BEGIN Document excerpt
Schütte began working on the United Enemies sculptures during a period spent in Rome where he had been awarded a grant to live and work. He was looking at classical sculpture, such as the Roman portraits of the Emperors housed in the Capitoline Museum. He has explained:
I was [in Rome] in 1992, the year there was this peaceful revolution in Italy where the heads of State and a lot of prominent people were being exposed and discredited and sent to jail. So the caricature and the satire was a reality ... The first big set of [United Enemies] was made in Rome. They are just sticks with a head on top and another stick that builds the shoulders. I used my own clothes to wrap them in and form the body. For me they were puppets and not related to classical art ... I disciplined myself to modeling each head for one hour only. They have no hair, so the face is more concentrated, more general.
(Quoted in Lingwood, p.29.)
END Document excerpt
BEGIN Records for this exercise
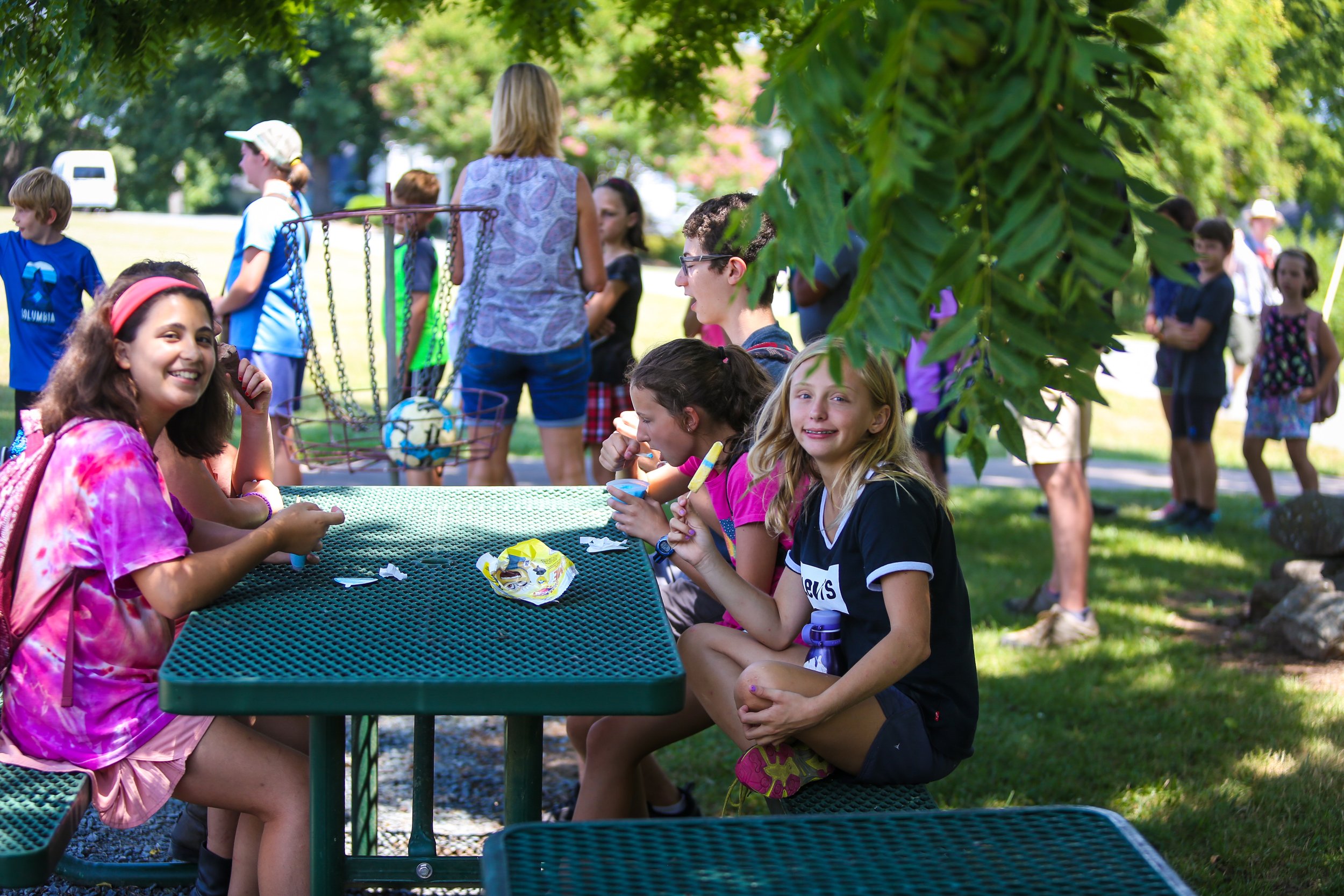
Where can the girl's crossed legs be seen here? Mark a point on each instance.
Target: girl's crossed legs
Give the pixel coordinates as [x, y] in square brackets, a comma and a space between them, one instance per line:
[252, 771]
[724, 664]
END Records for this exercise
Your tasks:
1) Answer these questions using the passage about Schütte's United Enemies sculptures:
(a) In which city did Schütte begin working on the sculptures?
(b) Which museum housed the Roman portraits of the Emperors he was looking at?
(c) How long did he allow himself to model each head?
2) Which lines of the records contain the string "instance"? Pick out and copy each such line, treating case as significant.

Outputs in order:
1)
(a) Rome
(b) The Capitoline Museum
(c) One hour

2)
Where can the girl's crossed legs be seen here? Mark a point on each instance.
Give the pixel coordinates as [x, y] in square brackets, a comma and a space between them, one instance per line:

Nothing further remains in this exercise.